What you are asked to do - Output the records as a Markdown table, starting at the first line of the records and ending at the line that contains "[503,72,562,102]", with both ends included. Use the columns n, for the row number, and Line, for the line itself, and omit blank lines.

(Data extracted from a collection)
──────────

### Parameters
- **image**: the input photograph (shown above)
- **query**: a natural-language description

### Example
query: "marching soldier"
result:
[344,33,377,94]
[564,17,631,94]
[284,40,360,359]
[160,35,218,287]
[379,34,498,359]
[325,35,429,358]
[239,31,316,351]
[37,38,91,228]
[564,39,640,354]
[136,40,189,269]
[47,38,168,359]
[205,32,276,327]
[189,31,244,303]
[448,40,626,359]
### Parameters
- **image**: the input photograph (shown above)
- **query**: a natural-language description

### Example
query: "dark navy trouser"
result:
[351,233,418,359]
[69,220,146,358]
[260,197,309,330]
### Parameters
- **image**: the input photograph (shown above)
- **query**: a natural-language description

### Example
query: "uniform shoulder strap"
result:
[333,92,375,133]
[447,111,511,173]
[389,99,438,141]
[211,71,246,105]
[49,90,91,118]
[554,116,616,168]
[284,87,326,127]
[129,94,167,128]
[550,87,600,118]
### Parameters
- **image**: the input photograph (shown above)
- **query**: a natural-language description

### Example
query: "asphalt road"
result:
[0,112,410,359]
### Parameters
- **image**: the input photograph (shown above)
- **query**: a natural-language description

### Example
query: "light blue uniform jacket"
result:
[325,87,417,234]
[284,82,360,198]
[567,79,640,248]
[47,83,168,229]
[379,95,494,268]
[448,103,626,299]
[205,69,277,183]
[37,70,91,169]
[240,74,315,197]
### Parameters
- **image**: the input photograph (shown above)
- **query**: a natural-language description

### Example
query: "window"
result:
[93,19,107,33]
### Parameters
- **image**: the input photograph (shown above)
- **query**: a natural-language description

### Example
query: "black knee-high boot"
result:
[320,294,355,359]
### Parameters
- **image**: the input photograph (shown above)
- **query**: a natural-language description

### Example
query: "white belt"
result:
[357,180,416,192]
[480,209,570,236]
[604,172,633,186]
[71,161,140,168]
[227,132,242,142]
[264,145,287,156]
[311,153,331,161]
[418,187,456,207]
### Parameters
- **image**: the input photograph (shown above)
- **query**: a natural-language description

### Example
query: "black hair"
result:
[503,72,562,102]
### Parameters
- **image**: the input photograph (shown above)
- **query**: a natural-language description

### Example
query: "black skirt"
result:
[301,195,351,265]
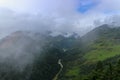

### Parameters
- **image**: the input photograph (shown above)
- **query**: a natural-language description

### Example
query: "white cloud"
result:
[0,0,120,35]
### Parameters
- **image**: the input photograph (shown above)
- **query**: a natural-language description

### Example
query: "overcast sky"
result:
[0,0,120,37]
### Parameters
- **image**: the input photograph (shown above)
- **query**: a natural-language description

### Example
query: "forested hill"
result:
[0,24,120,80]
[59,24,120,80]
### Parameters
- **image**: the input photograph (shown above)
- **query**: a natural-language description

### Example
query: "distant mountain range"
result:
[0,24,120,80]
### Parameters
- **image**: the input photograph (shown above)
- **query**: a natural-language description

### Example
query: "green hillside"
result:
[60,25,120,80]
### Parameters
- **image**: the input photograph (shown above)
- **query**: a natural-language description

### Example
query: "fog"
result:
[0,0,120,72]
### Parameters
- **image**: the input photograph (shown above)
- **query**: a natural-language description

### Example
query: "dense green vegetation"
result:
[0,25,120,80]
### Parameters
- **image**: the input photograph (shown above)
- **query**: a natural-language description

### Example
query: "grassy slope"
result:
[84,40,120,62]
[61,28,120,80]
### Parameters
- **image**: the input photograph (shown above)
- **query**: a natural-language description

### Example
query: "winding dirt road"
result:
[53,59,63,80]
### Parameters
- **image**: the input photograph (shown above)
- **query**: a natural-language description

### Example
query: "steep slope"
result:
[60,24,120,80]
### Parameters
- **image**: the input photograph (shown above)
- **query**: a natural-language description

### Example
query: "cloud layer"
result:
[0,0,120,37]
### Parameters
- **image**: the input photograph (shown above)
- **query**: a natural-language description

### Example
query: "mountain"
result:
[0,24,120,80]
[59,24,120,80]
[0,31,79,80]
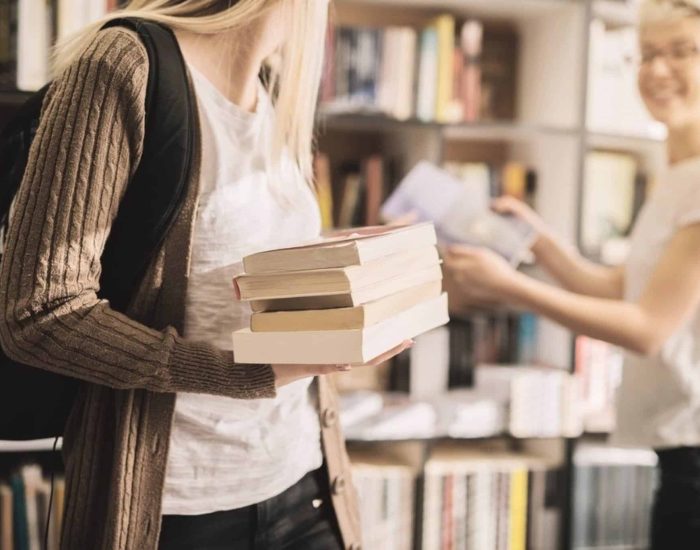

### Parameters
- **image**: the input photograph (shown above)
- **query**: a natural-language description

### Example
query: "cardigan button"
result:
[322,409,338,428]
[151,436,160,456]
[331,476,345,495]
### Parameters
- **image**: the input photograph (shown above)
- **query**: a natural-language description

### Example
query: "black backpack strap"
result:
[100,18,196,312]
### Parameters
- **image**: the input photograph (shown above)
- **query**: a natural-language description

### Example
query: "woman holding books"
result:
[0,0,408,550]
[445,0,700,550]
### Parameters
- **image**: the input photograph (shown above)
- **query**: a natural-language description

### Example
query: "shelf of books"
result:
[0,0,665,550]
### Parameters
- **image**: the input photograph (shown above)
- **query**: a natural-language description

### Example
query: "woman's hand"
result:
[491,195,550,243]
[272,340,413,388]
[443,246,518,313]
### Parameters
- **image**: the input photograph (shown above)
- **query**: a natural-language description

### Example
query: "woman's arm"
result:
[493,197,624,300]
[532,233,625,300]
[0,29,282,398]
[448,224,700,355]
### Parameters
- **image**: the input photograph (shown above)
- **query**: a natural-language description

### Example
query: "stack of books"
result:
[572,443,658,550]
[422,446,560,550]
[233,223,449,364]
[350,449,417,550]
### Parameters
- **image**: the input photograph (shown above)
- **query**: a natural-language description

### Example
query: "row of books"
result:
[233,223,449,364]
[581,151,650,264]
[321,19,518,123]
[351,445,564,550]
[573,444,657,550]
[0,464,65,550]
[389,311,538,394]
[352,460,416,550]
[574,336,623,433]
[315,153,537,235]
[350,443,656,550]
[421,447,562,550]
[587,20,666,139]
[0,0,118,91]
[341,364,583,440]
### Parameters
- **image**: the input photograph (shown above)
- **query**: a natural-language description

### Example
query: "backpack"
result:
[0,18,196,440]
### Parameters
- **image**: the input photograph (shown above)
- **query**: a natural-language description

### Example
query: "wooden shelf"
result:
[0,438,63,453]
[336,0,584,21]
[318,113,579,141]
[346,433,580,445]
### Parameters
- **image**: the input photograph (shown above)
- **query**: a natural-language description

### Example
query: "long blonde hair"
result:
[53,0,328,182]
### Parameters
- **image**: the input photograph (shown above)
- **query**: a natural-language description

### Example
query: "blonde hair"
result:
[639,0,700,26]
[53,0,328,183]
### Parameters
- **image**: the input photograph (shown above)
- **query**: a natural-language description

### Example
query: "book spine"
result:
[435,15,455,122]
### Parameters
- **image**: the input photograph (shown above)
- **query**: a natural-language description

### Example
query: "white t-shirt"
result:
[163,66,323,515]
[610,158,700,448]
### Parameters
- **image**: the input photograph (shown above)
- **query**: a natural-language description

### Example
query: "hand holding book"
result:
[272,340,413,388]
[233,223,448,366]
[382,162,544,266]
[442,245,520,313]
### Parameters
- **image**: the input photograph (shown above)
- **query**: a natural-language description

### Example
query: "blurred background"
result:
[0,0,665,550]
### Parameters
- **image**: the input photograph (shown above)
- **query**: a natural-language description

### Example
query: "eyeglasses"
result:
[634,42,700,68]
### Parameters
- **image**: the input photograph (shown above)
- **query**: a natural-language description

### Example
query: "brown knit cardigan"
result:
[0,28,359,550]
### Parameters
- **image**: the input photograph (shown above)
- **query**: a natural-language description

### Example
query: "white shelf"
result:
[336,0,583,21]
[593,0,637,27]
[318,113,579,141]
[0,438,63,453]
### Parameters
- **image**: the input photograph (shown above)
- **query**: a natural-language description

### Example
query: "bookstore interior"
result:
[0,0,680,550]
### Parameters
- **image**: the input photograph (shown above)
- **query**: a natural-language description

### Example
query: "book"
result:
[250,264,442,313]
[233,294,449,364]
[17,0,53,92]
[581,151,638,256]
[250,280,442,332]
[416,26,439,122]
[434,15,455,122]
[573,444,657,548]
[243,223,437,275]
[10,473,30,550]
[235,246,440,301]
[314,153,333,230]
[382,161,536,265]
[0,483,14,550]
[338,172,362,227]
[480,27,520,120]
[0,0,17,90]
[350,450,416,550]
[459,19,484,122]
[364,155,384,226]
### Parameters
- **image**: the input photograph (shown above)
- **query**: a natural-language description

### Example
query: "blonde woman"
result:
[0,0,408,550]
[445,0,700,550]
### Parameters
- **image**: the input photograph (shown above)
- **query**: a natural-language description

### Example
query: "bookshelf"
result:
[0,0,664,550]
[319,0,664,549]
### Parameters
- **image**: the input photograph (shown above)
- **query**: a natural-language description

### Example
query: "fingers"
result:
[367,340,414,367]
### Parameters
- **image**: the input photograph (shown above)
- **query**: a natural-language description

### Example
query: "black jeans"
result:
[158,467,343,550]
[651,447,700,550]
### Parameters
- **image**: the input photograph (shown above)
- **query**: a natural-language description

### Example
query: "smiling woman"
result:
[0,0,410,550]
[444,0,700,550]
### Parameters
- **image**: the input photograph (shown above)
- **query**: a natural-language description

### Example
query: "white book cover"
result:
[233,293,449,364]
[382,161,535,265]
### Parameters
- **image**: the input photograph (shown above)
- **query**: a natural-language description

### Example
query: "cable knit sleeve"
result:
[0,29,275,398]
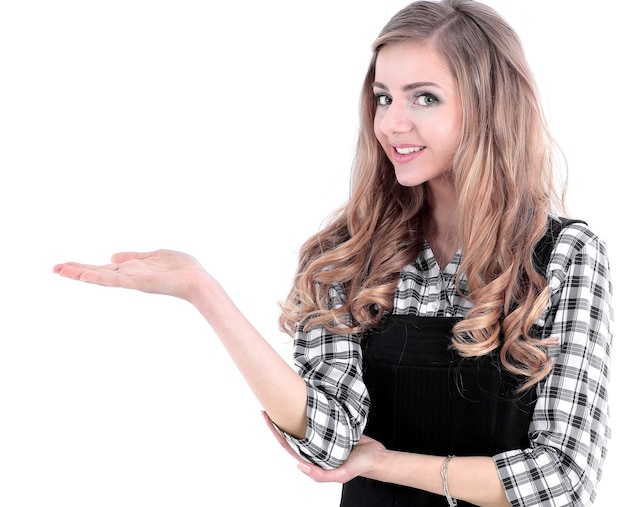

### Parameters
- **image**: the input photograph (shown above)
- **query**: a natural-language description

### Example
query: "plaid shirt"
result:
[285,223,613,507]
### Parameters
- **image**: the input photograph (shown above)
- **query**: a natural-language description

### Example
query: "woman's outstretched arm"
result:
[54,250,307,438]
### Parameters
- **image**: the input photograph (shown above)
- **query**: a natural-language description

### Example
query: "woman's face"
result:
[373,41,462,186]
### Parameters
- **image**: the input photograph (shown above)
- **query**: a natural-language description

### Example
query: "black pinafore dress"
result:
[341,220,567,507]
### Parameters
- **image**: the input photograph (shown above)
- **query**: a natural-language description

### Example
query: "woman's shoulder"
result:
[547,217,607,285]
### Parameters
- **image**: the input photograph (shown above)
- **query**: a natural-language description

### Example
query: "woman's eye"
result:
[374,93,391,106]
[415,93,439,107]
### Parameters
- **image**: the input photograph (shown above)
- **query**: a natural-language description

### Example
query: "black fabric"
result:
[341,219,574,507]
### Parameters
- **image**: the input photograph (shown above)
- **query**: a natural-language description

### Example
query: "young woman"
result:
[55,0,612,507]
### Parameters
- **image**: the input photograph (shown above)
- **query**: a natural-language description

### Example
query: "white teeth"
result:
[396,146,424,155]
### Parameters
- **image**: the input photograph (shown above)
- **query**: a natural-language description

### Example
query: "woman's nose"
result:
[379,103,413,135]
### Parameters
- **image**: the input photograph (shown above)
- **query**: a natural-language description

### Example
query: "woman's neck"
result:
[425,177,460,268]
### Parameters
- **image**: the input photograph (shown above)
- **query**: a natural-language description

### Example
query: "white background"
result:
[0,0,625,507]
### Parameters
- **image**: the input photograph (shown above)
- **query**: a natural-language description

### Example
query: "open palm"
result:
[54,250,208,300]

──────────

The solution -
| n | Line |
|---|---|
| 1 | ### Parameters |
| 2 | - **image**: the input photograph (shown above) |
| 3 | - **query**: a natural-language description |
| 4 | ### Example |
| 5 | query: "marching soldier" |
| 6 | result: |
| 7 | [344,33,377,94] |
| 8 | [564,17,631,94] |
| 9 | [284,40,360,359] |
| 10 | [160,35,218,287] |
| 11 | [379,34,498,359] |
| 12 | [325,35,429,358] |
| 13 | [239,31,316,351] |
| 14 | [37,38,91,228] |
| 15 | [564,39,640,354] |
| 16 | [136,40,189,269] |
| 17 | [47,38,168,359] |
| 18 | [205,32,276,327] |
| 19 | [189,31,244,303] |
| 20 | [448,40,626,359] |
| 21 | ### Parameters |
| 22 | - **image**: the input photograph (shown above) |
| 23 | - **query**: a natural-language description |
| 24 | ### Example |
| 25 | query: "dark navy trouser" |
| 26 | result: |
| 27 | [351,233,418,359] |
| 28 | [69,220,146,358] |
| 29 | [260,197,309,330] |
| 30 | ### Parameters |
| 31 | - **image**: the input photograph (shown above) |
| 32 | - **query**: a natural-language description |
| 33 | ### Example |
| 34 | query: "uniform shoulder strap" |
| 35 | result: |
| 36 | [333,92,375,133] |
| 37 | [447,111,511,173] |
| 38 | [389,99,438,141] |
| 39 | [211,71,246,105] |
| 40 | [49,90,91,118] |
| 41 | [554,116,616,168] |
| 42 | [284,87,326,127] |
| 43 | [129,94,167,128] |
| 44 | [550,87,600,118] |
| 45 | ### Parameters |
| 46 | - **image**: the input photograph (shown above) |
| 47 | - **query**: a natural-language description |
| 48 | ### Example |
| 49 | query: "asphalt road" |
| 50 | result: |
| 51 | [0,112,410,359] |
| 52 | ### Parameters |
| 53 | - **image**: the input photograph (shown above) |
| 54 | - **query**: a natural-language description |
| 55 | ### Example |
| 56 | query: "light blue uniform jacket" |
| 57 | result: |
| 58 | [325,87,417,234] |
| 59 | [284,82,360,198] |
| 60 | [567,79,640,248] |
| 61 | [47,83,168,229] |
| 62 | [379,95,494,268] |
| 63 | [448,103,626,299] |
| 64 | [205,69,277,183] |
| 65 | [37,70,91,169] |
| 66 | [240,74,315,197] |
| 67 | ### Parameters |
| 68 | - **image**: the input photograph (shown above) |
| 69 | - **query**: a natural-language description |
| 70 | ### Example |
| 71 | query: "window" |
| 72 | result: |
| 73 | [93,19,107,33] |
| 74 | ### Parameters |
| 75 | - **image**: the input photograph (shown above) |
| 76 | - **query**: a natural-language description |
| 77 | ### Example |
| 78 | query: "black knee-high boot" |
| 79 | result: |
| 80 | [320,294,355,359] |
| 81 | ### Parameters |
| 82 | - **image**: the input photograph (shown above) |
| 83 | - **query**: a natural-language description |
| 84 | ### Example |
| 85 | query: "white belt" |
| 86 | result: |
| 87 | [357,180,416,192] |
| 88 | [480,209,570,236] |
| 89 | [604,172,633,186] |
| 90 | [71,161,140,168] |
| 91 | [227,132,242,142] |
| 92 | [264,145,287,156] |
| 93 | [311,153,331,161] |
| 94 | [418,187,456,207] |
| 95 | ### Parameters |
| 96 | - **image**: the input photograph (shown above) |
| 97 | - **query**: a natural-language description |
| 98 | ### Example |
| 99 | query: "black hair" |
| 100 | result: |
| 101 | [503,72,562,102] |